=== Data listing ===

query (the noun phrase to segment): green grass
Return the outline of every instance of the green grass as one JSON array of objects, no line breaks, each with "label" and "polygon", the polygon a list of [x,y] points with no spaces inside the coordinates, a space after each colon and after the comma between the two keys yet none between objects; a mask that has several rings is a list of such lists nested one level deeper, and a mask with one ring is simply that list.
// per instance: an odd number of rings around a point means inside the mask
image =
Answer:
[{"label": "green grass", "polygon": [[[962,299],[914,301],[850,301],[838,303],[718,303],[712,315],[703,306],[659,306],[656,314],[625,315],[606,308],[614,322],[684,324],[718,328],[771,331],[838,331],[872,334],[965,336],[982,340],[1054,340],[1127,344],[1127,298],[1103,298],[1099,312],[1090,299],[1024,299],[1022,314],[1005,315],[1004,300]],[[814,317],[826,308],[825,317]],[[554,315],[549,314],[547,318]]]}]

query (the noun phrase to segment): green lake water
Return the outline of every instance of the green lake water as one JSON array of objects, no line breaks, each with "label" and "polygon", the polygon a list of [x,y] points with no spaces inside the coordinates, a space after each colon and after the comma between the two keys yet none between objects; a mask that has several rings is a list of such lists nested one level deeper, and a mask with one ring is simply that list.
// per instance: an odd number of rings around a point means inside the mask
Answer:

===

What you are asked to do
Reproduce every line of the data above without any change.

Problem solution
query (the noun phrase to segment): green grass
Return the outline of every instance of the green grass as one JSON array of objects, no line breaks, each with "label" and "polygon", the polygon a list of [x,y] points with no spaces inside the coordinates, a space after each colon and after the comma between the two keys yet none between objects; a mask that has several rings is a list of such lists nested one level deeper, and a mask with one ring is simply that list.
// per instance: an odd number of rings around a point means inside the mask
image =
Answer:
[{"label": "green grass", "polygon": [[[962,299],[914,301],[850,301],[838,303],[718,303],[712,315],[703,306],[659,306],[656,314],[625,315],[606,308],[614,322],[684,324],[718,328],[771,331],[838,331],[872,334],[965,336],[982,340],[1054,340],[1127,344],[1127,298],[1103,298],[1099,312],[1090,299],[1024,299],[1022,314],[1005,315],[1004,300]],[[814,317],[826,308],[825,317]],[[554,315],[549,314],[547,318]]]}]

query (the noun phrase to segment): green lake water
Return the outline of every instance of the green lake water as one JSON array of objects, no line breaks, each with "label" and "polygon", the polygon a list of [x,y] points with no spaces inside the coordinates, a space after each colon and after the comma between the two keys yet none between objects; a mask that has several rings is a list of such lists nested one level deeper, and a mask with one ring is simply that list.
// per instance: an odd number of rings around a point means inside the mask
Answer:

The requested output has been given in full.